§ **Given task**: Convert every row below into a JSON array of strings with one string per line. Skip blank lines and omit the pictures.

[start]

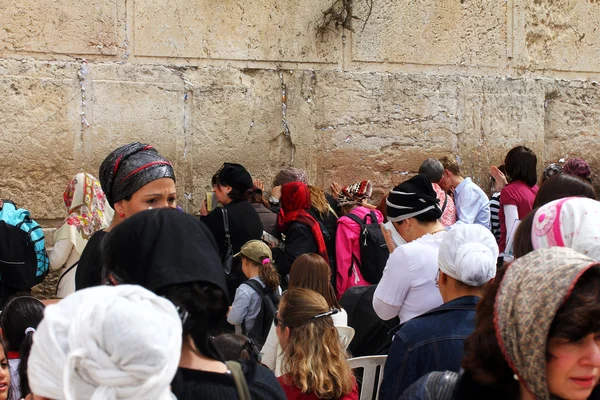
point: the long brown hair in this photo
(267, 273)
(576, 318)
(314, 360)
(311, 271)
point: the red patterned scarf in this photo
(295, 200)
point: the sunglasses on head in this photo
(279, 322)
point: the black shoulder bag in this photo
(227, 258)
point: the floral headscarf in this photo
(570, 222)
(88, 211)
(533, 289)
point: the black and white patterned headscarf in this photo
(411, 198)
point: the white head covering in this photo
(469, 254)
(570, 222)
(106, 343)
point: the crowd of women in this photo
(151, 301)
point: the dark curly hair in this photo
(576, 318)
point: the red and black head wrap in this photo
(295, 200)
(130, 167)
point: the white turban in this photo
(106, 343)
(469, 253)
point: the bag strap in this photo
(437, 310)
(240, 380)
(373, 217)
(226, 227)
(63, 275)
(356, 219)
(445, 202)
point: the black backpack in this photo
(269, 302)
(23, 258)
(373, 249)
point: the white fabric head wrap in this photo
(570, 222)
(108, 343)
(469, 254)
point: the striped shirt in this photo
(495, 218)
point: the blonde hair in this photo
(319, 201)
(313, 359)
(450, 164)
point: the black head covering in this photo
(130, 167)
(411, 198)
(236, 176)
(162, 247)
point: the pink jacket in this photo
(346, 245)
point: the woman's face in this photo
(4, 376)
(221, 193)
(574, 367)
(160, 193)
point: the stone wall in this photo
(253, 82)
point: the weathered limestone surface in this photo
(433, 32)
(66, 26)
(560, 35)
(252, 82)
(236, 30)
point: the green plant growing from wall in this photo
(341, 13)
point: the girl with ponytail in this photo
(314, 360)
(257, 265)
(18, 322)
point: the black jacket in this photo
(267, 217)
(298, 240)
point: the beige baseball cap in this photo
(255, 250)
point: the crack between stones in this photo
(286, 129)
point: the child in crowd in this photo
(18, 322)
(262, 278)
(237, 347)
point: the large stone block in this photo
(237, 116)
(239, 30)
(65, 26)
(39, 116)
(557, 35)
(432, 32)
(382, 126)
(131, 103)
(572, 123)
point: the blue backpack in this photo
(23, 258)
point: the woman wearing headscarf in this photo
(516, 199)
(434, 341)
(407, 288)
(347, 247)
(106, 343)
(571, 222)
(88, 211)
(578, 167)
(536, 336)
(175, 256)
(134, 177)
(323, 208)
(303, 233)
(232, 186)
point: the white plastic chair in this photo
(346, 334)
(370, 365)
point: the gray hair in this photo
(432, 169)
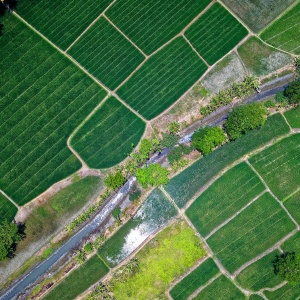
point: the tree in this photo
(206, 139)
(9, 236)
(154, 175)
(287, 266)
(245, 118)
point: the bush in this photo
(206, 139)
(245, 118)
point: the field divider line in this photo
(9, 199)
(233, 216)
(93, 22)
(280, 203)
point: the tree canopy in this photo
(245, 118)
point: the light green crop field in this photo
(226, 196)
(162, 79)
(215, 33)
(61, 21)
(279, 166)
(255, 234)
(284, 32)
(108, 135)
(198, 277)
(260, 274)
(151, 24)
(222, 289)
(106, 54)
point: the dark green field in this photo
(226, 196)
(215, 33)
(107, 137)
(61, 21)
(185, 185)
(198, 277)
(163, 79)
(106, 54)
(150, 24)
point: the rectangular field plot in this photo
(224, 198)
(185, 185)
(222, 289)
(279, 166)
(106, 54)
(194, 280)
(41, 104)
(163, 79)
(79, 280)
(215, 33)
(257, 14)
(260, 274)
(293, 117)
(108, 135)
(7, 209)
(61, 21)
(150, 24)
(284, 33)
(250, 233)
(155, 212)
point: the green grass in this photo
(287, 292)
(106, 54)
(151, 24)
(279, 166)
(259, 226)
(222, 289)
(171, 253)
(215, 33)
(7, 209)
(224, 198)
(260, 274)
(79, 280)
(185, 185)
(198, 277)
(257, 14)
(284, 33)
(155, 212)
(41, 104)
(61, 21)
(261, 59)
(108, 135)
(163, 79)
(293, 117)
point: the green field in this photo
(171, 253)
(79, 280)
(41, 104)
(284, 33)
(7, 209)
(254, 234)
(257, 14)
(279, 166)
(106, 54)
(224, 198)
(293, 117)
(215, 33)
(61, 21)
(108, 135)
(222, 289)
(163, 79)
(151, 24)
(260, 274)
(198, 277)
(185, 185)
(155, 212)
(261, 59)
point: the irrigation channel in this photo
(217, 117)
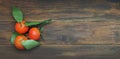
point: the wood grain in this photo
(75, 10)
(63, 52)
(82, 29)
(67, 33)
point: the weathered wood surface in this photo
(67, 33)
(63, 52)
(82, 29)
(77, 10)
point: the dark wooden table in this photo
(82, 29)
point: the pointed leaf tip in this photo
(17, 14)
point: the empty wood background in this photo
(82, 29)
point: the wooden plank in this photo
(63, 52)
(80, 10)
(67, 33)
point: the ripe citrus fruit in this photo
(34, 33)
(21, 28)
(18, 41)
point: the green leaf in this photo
(17, 14)
(41, 29)
(13, 37)
(30, 44)
(31, 23)
(38, 23)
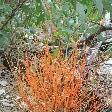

[end]

§ **Full answer**:
[
  "point: the long brown hair in this photo",
  "(267, 273)",
  "(576, 318)",
  "(314, 360)",
  "(311, 271)",
  "point: the red patterned scarf in this photo",
  "(295, 200)",
  "point: the sunglasses on head in this photo",
  "(279, 322)",
  "point: the black shoulder bag in this photo",
  "(227, 258)",
  "point: the floral headscarf in this photo",
  "(570, 222)",
  "(88, 211)",
  "(533, 289)",
  "point: the black and white patterned headscarf in this photo",
  "(411, 198)",
  "point: the white head covering in this photo",
  "(469, 254)",
  "(570, 222)",
  "(106, 343)",
  "point: the crowd of women in this photo",
  "(151, 301)",
  "point: the dark curly hair in this photo",
  "(576, 318)",
  "point: the red and black head wrap in this photo",
  "(295, 200)",
  "(130, 167)",
  "point: the white turban in this photo",
  "(106, 343)",
  "(469, 253)",
  "point: the bag strap in this photo",
  "(437, 310)",
  "(240, 380)",
  "(373, 217)",
  "(226, 227)",
  "(63, 275)",
  "(356, 219)",
  "(445, 202)",
  "point: the black backpack in this photo",
  "(269, 302)",
  "(23, 258)",
  "(373, 249)",
  "point: the white fabric head wrap in this photo",
  "(570, 222)",
  "(108, 343)",
  "(469, 254)",
  "point: the striped shirt in this photo",
  "(495, 218)",
  "point: the blonde hair in this photo",
  "(319, 201)",
  "(313, 359)",
  "(450, 164)",
  "point: the black head covering in this photo",
  "(130, 167)",
  "(411, 198)",
  "(236, 176)",
  "(162, 247)",
  "point: the pink jacket in this photo",
  "(346, 245)",
  "point: the woman's face in this photo",
  "(4, 376)",
  "(221, 193)",
  "(574, 367)",
  "(160, 193)",
  "point: the stone wall in this photo",
  "(253, 82)",
  "point: the weathered limestone surface in this photo",
  "(433, 32)",
  "(66, 26)",
  "(560, 35)",
  "(252, 82)",
  "(236, 30)",
  "point: the green plant growing from wall in this photo",
  "(341, 13)",
  "point: the girl with ponytail in this photo",
  "(314, 360)",
  "(257, 265)",
  "(18, 322)",
  "point: the black jacket in this photo",
  "(267, 217)",
  "(298, 240)",
  "point: the beige baseball cap in this photo",
  "(255, 250)",
  "point: the crack between stones in this photo",
  "(286, 129)",
  "point: the child in crowd in this photo",
  "(18, 322)",
  "(262, 278)",
  "(237, 347)",
  "point: the large stone block in this photo",
  "(237, 116)",
  "(239, 30)",
  "(65, 26)",
  "(39, 116)",
  "(557, 35)",
  "(432, 32)",
  "(382, 126)",
  "(131, 103)",
  "(572, 123)",
  "point: the blue backpack in this photo",
  "(23, 258)",
  "point: the woman wearing headscarf in this photo",
  "(516, 199)",
  "(434, 341)",
  "(407, 288)",
  "(347, 247)",
  "(106, 343)",
  "(571, 222)",
  "(88, 211)",
  "(578, 167)",
  "(536, 336)",
  "(175, 256)",
  "(134, 177)",
  "(323, 208)",
  "(303, 233)",
  "(232, 186)",
  "point: the white plastic chair in this photo",
  "(346, 334)",
  "(370, 365)",
  "point: the gray hair in this photo",
  "(432, 169)",
  "point: the tree in this photo",
  "(206, 139)",
  "(9, 236)",
  "(154, 175)",
  "(287, 266)",
  "(245, 118)",
  "point: the bush in this photo",
  "(206, 139)",
  "(245, 118)",
  "point: the field divider line in this photo",
  "(9, 199)",
  "(233, 216)",
  "(93, 22)",
  "(280, 203)",
  "point: the tree canopy in this photo",
  "(245, 118)",
  "point: the light green crop field in this photo",
  "(226, 196)",
  "(162, 79)",
  "(215, 33)",
  "(61, 21)",
  "(279, 166)",
  "(255, 234)",
  "(284, 32)",
  "(108, 135)",
  "(198, 277)",
  "(260, 274)",
  "(151, 24)",
  "(222, 289)",
  "(106, 54)",
  "point: the dark green field in this photo",
  "(226, 196)",
  "(215, 33)",
  "(107, 137)",
  "(61, 21)",
  "(185, 185)",
  "(198, 277)",
  "(163, 79)",
  "(106, 54)",
  "(150, 24)",
  "point: the rectangular field plot in this photo",
  "(224, 198)",
  "(185, 185)",
  "(222, 289)",
  "(279, 166)",
  "(106, 54)",
  "(194, 280)",
  "(41, 104)",
  "(163, 79)",
  "(79, 280)",
  "(215, 33)",
  "(257, 14)",
  "(260, 274)",
  "(293, 117)",
  "(108, 135)",
  "(7, 209)",
  "(61, 21)",
  "(150, 24)",
  "(284, 33)",
  "(250, 233)",
  "(155, 212)",
  "point: the green grass in this photo",
  "(287, 292)",
  "(106, 54)",
  "(151, 24)",
  "(279, 166)",
  "(259, 226)",
  "(222, 289)",
  "(171, 253)",
  "(215, 33)",
  "(7, 209)",
  "(224, 198)",
  "(260, 274)",
  "(79, 280)",
  "(185, 185)",
  "(198, 277)",
  "(257, 14)",
  "(284, 33)",
  "(155, 212)",
  "(41, 104)",
  "(61, 21)",
  "(261, 59)",
  "(108, 135)",
  "(163, 79)",
  "(293, 117)",
  "point: the green field in this photo",
  "(171, 253)",
  "(79, 280)",
  "(41, 104)",
  "(284, 33)",
  "(7, 209)",
  "(254, 234)",
  "(257, 14)",
  "(279, 166)",
  "(106, 54)",
  "(224, 198)",
  "(293, 117)",
  "(215, 33)",
  "(61, 21)",
  "(108, 135)",
  "(222, 289)",
  "(163, 79)",
  "(151, 24)",
  "(260, 274)",
  "(198, 277)",
  "(185, 185)",
  "(155, 212)",
  "(261, 59)",
  "point: the irrigation channel in this photo",
  "(217, 117)",
  "point: the wood grain in this photo",
  "(75, 10)",
  "(63, 52)",
  "(82, 29)",
  "(67, 33)",
  "point: the weathered wood surface in this photo",
  "(67, 33)",
  "(63, 52)",
  "(82, 29)",
  "(77, 10)",
  "point: the dark wooden table in this photo",
  "(82, 29)",
  "point: the pointed leaf tip in this photo",
  "(17, 14)",
  "point: the empty wood background in this photo",
  "(82, 29)",
  "point: the wooden plank in this photo",
  "(63, 52)",
  "(80, 10)",
  "(67, 33)",
  "point: the ripe citrus fruit in this photo",
  "(34, 33)",
  "(21, 28)",
  "(18, 41)",
  "point: the green leaf in this photo",
  "(17, 14)",
  "(41, 29)",
  "(13, 37)",
  "(30, 44)",
  "(31, 23)",
  "(38, 23)"
]